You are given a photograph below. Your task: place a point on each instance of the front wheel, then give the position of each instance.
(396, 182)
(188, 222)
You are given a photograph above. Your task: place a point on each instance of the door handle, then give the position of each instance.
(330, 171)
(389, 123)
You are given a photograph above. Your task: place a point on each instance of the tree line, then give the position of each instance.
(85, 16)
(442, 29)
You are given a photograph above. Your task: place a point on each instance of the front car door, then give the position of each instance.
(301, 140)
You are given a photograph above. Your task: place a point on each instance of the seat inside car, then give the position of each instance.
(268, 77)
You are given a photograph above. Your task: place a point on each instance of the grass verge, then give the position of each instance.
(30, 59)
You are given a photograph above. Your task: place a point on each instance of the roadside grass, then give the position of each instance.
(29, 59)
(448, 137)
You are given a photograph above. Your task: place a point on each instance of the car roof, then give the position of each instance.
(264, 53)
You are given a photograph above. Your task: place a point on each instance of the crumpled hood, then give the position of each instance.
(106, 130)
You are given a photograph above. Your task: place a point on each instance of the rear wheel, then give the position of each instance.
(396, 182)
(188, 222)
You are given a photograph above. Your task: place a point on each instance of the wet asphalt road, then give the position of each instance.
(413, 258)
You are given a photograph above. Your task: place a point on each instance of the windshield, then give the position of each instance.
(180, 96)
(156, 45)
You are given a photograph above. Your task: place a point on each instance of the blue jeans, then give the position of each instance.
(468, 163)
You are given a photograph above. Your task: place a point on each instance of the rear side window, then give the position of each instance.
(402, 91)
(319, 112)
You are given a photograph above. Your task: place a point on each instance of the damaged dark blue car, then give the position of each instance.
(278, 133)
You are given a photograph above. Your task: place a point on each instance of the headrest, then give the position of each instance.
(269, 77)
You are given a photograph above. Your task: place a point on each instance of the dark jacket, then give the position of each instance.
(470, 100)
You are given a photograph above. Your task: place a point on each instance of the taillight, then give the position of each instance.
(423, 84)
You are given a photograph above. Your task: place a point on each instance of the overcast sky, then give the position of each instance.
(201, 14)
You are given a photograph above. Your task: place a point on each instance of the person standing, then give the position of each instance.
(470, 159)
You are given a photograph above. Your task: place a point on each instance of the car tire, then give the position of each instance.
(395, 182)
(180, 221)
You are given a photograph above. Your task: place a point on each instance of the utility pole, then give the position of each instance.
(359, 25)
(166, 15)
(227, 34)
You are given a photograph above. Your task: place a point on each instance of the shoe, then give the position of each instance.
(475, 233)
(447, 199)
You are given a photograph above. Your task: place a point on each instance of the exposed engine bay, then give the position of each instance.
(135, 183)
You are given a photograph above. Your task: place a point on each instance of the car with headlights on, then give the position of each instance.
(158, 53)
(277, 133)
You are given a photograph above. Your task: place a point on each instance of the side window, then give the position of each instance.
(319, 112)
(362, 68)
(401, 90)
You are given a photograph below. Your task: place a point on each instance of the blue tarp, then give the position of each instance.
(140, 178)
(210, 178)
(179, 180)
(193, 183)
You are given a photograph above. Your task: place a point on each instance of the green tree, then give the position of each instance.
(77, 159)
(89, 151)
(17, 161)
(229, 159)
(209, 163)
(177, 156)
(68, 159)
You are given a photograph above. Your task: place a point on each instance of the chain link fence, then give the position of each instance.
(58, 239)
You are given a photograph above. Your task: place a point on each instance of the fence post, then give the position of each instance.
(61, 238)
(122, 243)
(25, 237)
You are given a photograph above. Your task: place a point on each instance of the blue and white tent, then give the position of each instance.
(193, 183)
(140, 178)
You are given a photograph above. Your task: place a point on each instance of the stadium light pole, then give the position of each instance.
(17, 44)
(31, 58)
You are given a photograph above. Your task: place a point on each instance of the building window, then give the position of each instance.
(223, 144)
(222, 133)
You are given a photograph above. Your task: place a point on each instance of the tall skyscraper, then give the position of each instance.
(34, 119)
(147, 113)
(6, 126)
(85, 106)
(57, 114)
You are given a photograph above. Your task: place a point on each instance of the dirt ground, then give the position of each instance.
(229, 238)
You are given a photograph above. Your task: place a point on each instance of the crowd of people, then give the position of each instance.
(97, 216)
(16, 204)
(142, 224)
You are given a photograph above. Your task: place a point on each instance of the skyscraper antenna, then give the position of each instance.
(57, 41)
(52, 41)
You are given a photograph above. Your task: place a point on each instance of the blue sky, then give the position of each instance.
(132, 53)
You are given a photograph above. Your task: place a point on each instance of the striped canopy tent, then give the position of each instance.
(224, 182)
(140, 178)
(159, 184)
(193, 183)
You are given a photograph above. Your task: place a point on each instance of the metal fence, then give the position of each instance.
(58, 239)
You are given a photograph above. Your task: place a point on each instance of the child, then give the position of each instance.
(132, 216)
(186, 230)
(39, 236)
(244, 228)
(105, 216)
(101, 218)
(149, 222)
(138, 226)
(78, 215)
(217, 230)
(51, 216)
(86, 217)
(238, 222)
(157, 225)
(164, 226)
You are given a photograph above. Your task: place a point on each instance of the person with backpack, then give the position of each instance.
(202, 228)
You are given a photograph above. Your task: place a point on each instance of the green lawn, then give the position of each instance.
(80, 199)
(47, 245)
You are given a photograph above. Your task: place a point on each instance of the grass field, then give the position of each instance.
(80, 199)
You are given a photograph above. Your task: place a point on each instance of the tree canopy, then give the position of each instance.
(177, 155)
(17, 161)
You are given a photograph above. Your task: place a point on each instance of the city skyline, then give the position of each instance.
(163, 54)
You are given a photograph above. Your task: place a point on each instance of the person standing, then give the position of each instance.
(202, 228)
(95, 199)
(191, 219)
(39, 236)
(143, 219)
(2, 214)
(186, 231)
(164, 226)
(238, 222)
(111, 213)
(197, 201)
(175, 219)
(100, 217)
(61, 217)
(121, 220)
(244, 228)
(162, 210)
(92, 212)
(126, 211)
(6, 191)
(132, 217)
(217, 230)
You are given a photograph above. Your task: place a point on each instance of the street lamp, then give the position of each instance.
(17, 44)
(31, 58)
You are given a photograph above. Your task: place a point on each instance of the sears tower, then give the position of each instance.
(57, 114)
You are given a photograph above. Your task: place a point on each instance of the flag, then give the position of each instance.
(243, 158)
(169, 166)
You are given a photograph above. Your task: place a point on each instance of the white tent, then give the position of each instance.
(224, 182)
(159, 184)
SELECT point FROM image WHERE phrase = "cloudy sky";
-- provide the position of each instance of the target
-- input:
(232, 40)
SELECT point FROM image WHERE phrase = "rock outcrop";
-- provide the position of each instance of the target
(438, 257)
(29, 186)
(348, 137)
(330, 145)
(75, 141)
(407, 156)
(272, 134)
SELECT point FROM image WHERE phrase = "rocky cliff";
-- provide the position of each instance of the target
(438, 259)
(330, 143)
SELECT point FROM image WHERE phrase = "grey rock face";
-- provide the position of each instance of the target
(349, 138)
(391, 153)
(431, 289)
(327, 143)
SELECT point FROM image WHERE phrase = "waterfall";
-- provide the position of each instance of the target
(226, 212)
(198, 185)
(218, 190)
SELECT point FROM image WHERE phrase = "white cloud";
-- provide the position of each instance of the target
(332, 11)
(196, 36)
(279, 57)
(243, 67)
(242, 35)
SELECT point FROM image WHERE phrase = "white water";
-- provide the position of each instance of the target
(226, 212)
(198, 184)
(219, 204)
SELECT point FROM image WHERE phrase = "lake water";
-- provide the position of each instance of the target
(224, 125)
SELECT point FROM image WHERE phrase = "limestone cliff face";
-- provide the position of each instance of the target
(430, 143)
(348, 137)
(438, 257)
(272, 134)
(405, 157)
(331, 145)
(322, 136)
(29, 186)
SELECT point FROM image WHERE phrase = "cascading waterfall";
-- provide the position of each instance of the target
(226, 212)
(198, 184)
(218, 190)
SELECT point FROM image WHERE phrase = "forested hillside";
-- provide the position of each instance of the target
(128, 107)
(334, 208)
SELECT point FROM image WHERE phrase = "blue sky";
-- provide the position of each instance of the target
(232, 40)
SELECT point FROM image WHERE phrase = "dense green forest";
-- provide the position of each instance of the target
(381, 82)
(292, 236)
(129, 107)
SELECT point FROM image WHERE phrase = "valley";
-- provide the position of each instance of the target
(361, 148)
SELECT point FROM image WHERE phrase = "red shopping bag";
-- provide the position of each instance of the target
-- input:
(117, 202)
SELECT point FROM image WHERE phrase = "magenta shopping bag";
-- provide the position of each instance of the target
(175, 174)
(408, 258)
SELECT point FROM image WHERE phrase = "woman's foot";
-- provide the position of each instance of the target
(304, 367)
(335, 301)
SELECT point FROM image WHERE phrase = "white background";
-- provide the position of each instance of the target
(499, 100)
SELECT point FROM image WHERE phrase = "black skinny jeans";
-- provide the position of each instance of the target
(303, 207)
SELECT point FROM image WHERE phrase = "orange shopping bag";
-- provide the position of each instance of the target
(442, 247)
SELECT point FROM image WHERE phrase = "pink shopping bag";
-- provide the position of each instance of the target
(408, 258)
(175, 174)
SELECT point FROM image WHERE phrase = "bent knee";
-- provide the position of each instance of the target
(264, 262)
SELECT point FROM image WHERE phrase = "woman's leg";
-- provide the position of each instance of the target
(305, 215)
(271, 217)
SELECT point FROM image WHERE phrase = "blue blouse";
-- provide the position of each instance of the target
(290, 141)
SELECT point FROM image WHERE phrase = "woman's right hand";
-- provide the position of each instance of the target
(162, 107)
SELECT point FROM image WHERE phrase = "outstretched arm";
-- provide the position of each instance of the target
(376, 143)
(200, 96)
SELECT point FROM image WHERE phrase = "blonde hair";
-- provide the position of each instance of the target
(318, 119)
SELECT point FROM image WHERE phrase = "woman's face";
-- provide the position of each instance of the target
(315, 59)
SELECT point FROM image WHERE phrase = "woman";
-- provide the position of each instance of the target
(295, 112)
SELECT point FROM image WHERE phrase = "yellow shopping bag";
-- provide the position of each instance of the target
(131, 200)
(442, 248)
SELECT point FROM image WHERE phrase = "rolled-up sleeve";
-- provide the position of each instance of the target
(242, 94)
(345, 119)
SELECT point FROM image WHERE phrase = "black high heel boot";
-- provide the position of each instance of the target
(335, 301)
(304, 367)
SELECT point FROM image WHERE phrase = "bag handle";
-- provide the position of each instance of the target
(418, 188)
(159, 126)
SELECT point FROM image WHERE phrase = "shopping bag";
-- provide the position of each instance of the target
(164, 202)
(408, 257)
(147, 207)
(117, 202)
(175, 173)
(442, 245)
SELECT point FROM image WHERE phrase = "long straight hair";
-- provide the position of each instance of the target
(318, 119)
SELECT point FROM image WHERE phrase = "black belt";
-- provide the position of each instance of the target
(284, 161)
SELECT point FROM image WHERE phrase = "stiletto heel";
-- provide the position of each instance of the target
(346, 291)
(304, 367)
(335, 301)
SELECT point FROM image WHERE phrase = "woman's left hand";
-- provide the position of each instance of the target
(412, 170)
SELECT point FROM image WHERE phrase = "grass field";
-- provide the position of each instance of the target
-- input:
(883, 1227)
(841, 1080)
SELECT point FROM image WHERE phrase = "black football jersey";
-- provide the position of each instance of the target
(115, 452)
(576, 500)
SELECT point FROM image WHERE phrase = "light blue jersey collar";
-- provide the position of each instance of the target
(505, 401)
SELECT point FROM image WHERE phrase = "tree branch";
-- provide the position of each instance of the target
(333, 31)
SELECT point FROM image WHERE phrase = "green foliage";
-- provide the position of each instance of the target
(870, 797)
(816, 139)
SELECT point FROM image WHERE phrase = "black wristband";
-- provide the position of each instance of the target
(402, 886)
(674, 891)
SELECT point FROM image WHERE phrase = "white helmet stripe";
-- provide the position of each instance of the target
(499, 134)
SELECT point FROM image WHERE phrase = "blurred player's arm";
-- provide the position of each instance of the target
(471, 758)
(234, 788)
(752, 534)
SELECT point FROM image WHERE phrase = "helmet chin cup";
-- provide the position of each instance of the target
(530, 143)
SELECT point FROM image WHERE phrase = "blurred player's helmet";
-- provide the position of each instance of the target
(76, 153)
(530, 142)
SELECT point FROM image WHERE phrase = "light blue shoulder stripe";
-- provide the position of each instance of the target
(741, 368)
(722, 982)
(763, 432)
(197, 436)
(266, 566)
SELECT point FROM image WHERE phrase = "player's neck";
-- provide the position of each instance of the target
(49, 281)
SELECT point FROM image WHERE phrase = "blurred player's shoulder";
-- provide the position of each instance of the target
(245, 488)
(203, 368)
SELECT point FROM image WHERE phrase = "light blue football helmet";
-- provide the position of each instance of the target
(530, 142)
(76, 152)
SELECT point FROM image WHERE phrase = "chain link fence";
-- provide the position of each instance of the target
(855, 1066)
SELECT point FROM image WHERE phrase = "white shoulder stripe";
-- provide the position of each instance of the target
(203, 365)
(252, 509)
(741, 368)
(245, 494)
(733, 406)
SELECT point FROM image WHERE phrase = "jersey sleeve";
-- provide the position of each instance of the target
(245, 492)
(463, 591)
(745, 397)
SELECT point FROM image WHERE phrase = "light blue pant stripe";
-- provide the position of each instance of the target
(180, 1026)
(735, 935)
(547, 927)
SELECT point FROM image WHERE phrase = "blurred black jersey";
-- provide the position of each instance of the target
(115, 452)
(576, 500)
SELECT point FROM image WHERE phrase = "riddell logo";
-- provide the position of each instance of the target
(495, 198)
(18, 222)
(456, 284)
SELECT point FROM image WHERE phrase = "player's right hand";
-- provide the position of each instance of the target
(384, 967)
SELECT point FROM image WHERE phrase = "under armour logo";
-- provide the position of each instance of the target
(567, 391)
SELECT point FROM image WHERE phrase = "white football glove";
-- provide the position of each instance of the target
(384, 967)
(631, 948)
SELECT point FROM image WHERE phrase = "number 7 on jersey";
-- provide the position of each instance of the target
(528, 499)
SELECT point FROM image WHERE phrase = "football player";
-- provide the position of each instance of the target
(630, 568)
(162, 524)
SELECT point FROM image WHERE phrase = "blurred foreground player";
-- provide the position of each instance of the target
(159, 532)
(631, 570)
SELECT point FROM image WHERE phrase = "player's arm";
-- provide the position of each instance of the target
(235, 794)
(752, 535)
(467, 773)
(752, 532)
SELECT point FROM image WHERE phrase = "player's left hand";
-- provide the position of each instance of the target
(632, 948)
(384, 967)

####################

PROBLEM TO WORK ON: How many lines in the rows above contain the string "sleeve"? Reply with the number alone.

OUTPUT FOR THIS TASK: 2